▶ **TEXTO PROPORCIONADO**
::::::::::
Pensar en las
elecciones periódicas como un arma para el cambio es limitado. La invitación de
este pequeño texto es encontrarle vías de posibilidad a la democracia
parlamentaria como un momento en la construcción de la verdadera democracia
participativa, de base. En ese sentido la experiencia de Venezuela nos convoca
como un laboratorio y como un desafío.
Marcelo Colussi
/ Especial para Con Nuestra América
Desde Ciudad de Guatemala
“La
invencibilidad reside en la defensa, las oportunidades de victoria, en el ataque”.
Sun-Tzu
“La tarea es formar
revolucionarios y no consumistas, culminar una revolución y no competir en una
subasta de votos”. Luis
Britto-García
Una elección reñida
Más
allá de la interesada y tendenciosa matriz de opinión con que la derecha, tanto
nacional como internacional, quiso presentar las recientes elecciones en
Venezuela proclamando fraude a los cuatro vientos, la realidad es que Nicolás
Maduro, aunque sea con estrecho margen, ganó. De
ello se pueden sacar varias conclusiones.
Por lo
pronto, que la derecha está desesperada por terminar de una buena vez por todas
con ese experimento político que es la Revolución Bolivariana. Ya lo probó de
diversas maneras, hasta con golpe de Estado (en el histórico abril de 2002) y
nada le funcionó. Ahora, ante el apretado triunfo del candidato del PSUV, vio
una nueva oportunidad de asaltar el poder político que perdió desde la llegada
de Chávez a la presidencia –continuado en la ocasión por Maduro– y no vaciló en
intentar armar un nuevo escenario golpista.
El
grado de desesperación por el poder que perdió desde hace ya algunos años no lo
oculta. Curiosamente, el gobernador del Estado Miranda y ahora candidato
presidencial, Henrique Capriles, contradiciendo lo dicho por él mismo unos
pocos meses atrás, llamó a la sublevación: “«Más nunca los venezolanos tendremos guerra. No seré quien
le pida a nuestro pueblo que salga a la calle a matarse unos con otros», dijo en su discurso al reasumir la gobernación del
Estado Miranda hace unos días”, publicaba el diario La Nación el
17/01/2013. El 14 de abril por la noche, viendo que la “pesadilla” chavista
continuaba, olvidándose de esas pasadas declaraciones no dudó en generar una
movilización violenta que intentara cerrarle el paso al triunfo del PSUV (no
puede asegurarse que operadores del gobierno estadounidense hayan estado
involucrados, pero no sería de extrañar). La jugada no salió como se previó,
pero fue suficiente para mostrar el odio de clase contenido que hay ahí: 8
muertos, 70 heridos y varios edificios destruidos patentizan el estado
político-emocional de la derecha venezolana. La magra diferencia de votos
obtenida por Maduro sirvió de excusa para que esa derecha, que se siente herida
y desplazada en términos políticos, pueda dar rienda suelta a su vehemencia. El
pedido de fraude, aunque estaba condenado a morir pues, de hecho, no lo hubo
(así lo atestiguaron infinidad de observadores internacionales), fue un intento
más de reconquistar la casa de gobierno.
::::::::::
▶ **DATOS DEL EJERCICIO**
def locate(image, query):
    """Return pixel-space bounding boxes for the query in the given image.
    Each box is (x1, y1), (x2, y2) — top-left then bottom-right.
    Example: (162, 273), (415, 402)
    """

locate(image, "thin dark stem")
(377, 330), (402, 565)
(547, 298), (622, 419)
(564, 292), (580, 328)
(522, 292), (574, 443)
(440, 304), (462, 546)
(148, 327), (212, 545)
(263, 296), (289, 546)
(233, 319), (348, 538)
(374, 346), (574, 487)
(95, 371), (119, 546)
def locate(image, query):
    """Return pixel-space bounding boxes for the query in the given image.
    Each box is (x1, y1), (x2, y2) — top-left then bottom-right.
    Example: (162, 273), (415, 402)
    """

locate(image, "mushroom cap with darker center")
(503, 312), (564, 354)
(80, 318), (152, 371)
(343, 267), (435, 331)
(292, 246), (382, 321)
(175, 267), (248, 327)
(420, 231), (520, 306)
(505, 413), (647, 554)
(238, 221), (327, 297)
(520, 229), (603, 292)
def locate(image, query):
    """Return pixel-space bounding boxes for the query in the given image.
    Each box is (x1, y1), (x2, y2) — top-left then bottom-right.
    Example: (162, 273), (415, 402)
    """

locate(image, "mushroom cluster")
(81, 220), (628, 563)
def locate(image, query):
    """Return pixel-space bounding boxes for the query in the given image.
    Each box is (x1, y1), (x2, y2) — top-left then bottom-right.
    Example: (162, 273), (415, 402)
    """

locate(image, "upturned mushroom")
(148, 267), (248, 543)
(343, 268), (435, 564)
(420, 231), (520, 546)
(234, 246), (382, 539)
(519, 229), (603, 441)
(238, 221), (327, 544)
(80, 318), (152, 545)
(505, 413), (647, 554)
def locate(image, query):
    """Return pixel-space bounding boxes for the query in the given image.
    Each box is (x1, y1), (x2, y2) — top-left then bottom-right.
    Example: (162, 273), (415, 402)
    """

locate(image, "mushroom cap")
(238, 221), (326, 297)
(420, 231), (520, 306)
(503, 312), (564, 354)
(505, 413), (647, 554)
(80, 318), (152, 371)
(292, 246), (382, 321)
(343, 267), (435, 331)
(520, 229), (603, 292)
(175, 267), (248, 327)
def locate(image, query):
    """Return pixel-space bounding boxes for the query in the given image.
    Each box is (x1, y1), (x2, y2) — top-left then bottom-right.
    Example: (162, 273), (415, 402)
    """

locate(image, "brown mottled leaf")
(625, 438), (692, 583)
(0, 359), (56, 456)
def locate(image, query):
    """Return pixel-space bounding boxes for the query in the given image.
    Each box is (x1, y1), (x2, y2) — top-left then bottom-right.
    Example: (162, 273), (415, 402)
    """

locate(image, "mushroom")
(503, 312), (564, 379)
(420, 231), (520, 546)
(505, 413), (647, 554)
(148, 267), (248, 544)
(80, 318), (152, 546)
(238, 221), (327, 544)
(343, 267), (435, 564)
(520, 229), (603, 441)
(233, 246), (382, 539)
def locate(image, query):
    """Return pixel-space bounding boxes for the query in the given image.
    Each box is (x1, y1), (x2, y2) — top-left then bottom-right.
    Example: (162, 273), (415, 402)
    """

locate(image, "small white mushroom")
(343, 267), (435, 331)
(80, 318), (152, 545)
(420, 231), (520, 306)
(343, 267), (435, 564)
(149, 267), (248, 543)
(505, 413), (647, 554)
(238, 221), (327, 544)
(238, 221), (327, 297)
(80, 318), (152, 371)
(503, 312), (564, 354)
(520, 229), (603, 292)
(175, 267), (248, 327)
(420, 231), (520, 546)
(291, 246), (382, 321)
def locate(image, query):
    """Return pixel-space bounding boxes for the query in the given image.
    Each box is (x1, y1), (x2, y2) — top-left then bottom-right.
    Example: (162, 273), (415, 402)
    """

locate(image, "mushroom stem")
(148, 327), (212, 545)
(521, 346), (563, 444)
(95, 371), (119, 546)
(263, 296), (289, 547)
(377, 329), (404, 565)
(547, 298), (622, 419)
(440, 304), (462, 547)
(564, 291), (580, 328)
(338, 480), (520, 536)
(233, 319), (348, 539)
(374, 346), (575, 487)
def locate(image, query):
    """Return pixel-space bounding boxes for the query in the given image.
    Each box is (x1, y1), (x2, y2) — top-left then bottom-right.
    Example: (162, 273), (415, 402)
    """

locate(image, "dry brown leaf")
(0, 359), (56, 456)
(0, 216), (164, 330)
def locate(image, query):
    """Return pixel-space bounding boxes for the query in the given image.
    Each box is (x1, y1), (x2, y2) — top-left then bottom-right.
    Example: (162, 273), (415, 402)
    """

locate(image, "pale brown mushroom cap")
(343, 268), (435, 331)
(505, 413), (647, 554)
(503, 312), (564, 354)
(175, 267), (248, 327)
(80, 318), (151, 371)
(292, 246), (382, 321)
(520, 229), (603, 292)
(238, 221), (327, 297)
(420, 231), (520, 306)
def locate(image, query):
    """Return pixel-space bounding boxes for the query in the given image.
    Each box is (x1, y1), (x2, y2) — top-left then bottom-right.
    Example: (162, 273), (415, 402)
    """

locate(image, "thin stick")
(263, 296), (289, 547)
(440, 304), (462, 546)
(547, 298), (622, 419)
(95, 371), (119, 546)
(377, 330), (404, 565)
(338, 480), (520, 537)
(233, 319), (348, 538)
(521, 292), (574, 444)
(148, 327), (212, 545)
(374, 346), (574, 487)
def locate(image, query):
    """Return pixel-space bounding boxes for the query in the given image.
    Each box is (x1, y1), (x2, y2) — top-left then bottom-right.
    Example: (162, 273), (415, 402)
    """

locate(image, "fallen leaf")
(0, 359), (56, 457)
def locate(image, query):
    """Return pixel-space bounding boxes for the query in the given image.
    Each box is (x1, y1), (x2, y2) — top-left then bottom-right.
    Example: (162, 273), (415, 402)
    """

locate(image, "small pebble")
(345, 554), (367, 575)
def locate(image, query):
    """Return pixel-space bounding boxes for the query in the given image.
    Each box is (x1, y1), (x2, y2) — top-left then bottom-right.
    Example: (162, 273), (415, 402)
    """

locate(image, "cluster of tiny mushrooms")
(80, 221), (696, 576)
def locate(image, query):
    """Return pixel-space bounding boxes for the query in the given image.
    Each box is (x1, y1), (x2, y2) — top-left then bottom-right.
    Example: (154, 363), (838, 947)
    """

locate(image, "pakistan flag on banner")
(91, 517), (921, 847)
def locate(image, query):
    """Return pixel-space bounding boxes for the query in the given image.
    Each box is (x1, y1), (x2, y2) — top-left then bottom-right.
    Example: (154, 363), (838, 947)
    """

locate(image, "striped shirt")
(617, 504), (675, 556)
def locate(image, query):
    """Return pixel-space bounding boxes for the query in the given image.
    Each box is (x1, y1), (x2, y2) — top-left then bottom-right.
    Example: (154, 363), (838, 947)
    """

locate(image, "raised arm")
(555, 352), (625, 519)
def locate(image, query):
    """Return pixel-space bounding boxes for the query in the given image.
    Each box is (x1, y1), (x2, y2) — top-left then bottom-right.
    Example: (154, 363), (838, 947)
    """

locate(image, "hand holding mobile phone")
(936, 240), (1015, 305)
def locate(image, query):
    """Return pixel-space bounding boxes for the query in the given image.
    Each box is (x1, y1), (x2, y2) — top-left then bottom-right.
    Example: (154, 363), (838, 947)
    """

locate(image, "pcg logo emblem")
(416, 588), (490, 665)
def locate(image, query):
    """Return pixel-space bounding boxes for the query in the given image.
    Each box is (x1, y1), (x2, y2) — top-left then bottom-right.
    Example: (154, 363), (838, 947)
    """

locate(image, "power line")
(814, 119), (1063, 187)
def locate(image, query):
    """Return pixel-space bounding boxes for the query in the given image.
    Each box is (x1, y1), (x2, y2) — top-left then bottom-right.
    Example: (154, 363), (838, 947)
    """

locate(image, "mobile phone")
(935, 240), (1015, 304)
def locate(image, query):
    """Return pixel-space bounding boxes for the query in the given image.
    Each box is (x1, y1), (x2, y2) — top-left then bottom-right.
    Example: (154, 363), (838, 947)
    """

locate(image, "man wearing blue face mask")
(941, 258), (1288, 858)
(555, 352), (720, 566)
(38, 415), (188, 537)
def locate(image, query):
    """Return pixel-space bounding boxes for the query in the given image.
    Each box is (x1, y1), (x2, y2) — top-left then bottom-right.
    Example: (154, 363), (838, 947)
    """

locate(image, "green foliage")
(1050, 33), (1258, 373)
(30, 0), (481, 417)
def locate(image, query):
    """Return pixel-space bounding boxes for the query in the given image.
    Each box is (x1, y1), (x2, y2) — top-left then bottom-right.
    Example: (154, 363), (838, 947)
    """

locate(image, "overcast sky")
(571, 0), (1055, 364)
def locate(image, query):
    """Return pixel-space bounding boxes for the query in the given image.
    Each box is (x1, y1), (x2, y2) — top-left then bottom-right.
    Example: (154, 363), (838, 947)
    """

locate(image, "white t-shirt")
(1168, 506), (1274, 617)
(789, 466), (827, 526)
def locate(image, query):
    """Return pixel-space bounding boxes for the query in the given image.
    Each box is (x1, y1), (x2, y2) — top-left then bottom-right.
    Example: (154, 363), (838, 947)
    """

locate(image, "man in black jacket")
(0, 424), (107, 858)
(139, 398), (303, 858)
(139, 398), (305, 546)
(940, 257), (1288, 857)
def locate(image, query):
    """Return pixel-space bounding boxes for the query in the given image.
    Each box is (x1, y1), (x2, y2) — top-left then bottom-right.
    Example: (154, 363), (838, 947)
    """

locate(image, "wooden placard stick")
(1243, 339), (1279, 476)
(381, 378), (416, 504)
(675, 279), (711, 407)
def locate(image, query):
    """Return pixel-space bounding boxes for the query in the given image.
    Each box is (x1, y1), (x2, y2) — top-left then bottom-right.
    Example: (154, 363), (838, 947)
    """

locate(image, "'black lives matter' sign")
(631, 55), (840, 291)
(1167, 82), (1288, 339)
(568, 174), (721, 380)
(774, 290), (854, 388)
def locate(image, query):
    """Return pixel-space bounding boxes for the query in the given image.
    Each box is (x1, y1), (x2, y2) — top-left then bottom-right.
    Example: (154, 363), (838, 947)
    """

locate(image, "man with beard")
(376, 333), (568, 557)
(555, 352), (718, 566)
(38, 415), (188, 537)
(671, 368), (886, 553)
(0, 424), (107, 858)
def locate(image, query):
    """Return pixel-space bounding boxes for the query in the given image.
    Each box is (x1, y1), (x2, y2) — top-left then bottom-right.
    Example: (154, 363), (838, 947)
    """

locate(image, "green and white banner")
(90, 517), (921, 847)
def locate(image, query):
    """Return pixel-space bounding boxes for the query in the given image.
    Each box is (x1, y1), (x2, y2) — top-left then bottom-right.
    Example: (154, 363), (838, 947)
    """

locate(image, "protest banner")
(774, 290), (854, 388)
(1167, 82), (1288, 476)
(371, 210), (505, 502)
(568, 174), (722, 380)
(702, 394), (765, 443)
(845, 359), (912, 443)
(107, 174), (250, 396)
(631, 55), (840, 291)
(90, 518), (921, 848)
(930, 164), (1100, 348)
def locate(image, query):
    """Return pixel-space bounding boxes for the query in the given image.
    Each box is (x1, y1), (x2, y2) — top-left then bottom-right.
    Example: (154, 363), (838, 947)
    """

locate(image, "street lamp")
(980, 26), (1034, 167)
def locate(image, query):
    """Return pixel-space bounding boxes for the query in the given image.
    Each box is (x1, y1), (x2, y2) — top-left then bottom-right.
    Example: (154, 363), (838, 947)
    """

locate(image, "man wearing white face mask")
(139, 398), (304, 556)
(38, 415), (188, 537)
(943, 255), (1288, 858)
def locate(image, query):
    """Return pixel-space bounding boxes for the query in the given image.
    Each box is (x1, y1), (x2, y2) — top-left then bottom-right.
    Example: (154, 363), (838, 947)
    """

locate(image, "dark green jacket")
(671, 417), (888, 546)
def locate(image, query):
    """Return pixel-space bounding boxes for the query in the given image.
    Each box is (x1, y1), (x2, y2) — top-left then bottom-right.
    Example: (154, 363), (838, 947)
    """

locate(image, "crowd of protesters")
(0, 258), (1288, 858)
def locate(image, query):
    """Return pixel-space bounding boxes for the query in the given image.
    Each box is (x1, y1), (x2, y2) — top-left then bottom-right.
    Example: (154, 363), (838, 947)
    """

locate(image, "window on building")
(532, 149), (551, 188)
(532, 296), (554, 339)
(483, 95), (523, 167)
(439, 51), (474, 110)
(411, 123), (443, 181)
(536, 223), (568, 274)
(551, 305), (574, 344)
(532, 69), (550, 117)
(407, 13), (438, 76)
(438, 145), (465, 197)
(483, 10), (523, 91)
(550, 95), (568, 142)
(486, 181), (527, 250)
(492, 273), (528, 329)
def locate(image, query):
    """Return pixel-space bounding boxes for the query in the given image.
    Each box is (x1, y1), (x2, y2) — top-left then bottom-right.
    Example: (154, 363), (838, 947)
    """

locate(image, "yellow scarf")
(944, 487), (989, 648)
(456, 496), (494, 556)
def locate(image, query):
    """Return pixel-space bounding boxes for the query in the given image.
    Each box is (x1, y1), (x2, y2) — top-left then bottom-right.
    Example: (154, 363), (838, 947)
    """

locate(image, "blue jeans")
::::::::::
▶ **TAREAS**
1 – Enumera todas las personas nombradas en el texto sobre las elecciones en Venezuela.
2 – Por favor, copia las filas desde su inicio hasta la línea que contiene "(377, 330), (402, 565)", ambas incluidas, y desplaza las coordenadas de las respuestas sumando 56 a cada número.

▶ **RESPUESTAS POR TAREA**
1 –
- Marcelo Colussi
- Sun-Tzu
- Luis Britto-García
- Nicolás Maduro
- Chávez
- Henrique Capriles

2 –
def locate(image, query):
    """Return pixel-space bounding boxes for the query in the given image.
    Each box is (x1, y1), (x2, y2) — top-left then bottom-right.
    Example: (162, 273), (415, 402)
    """

locate(image, "thin dark stem")
(433, 386), (458, 621)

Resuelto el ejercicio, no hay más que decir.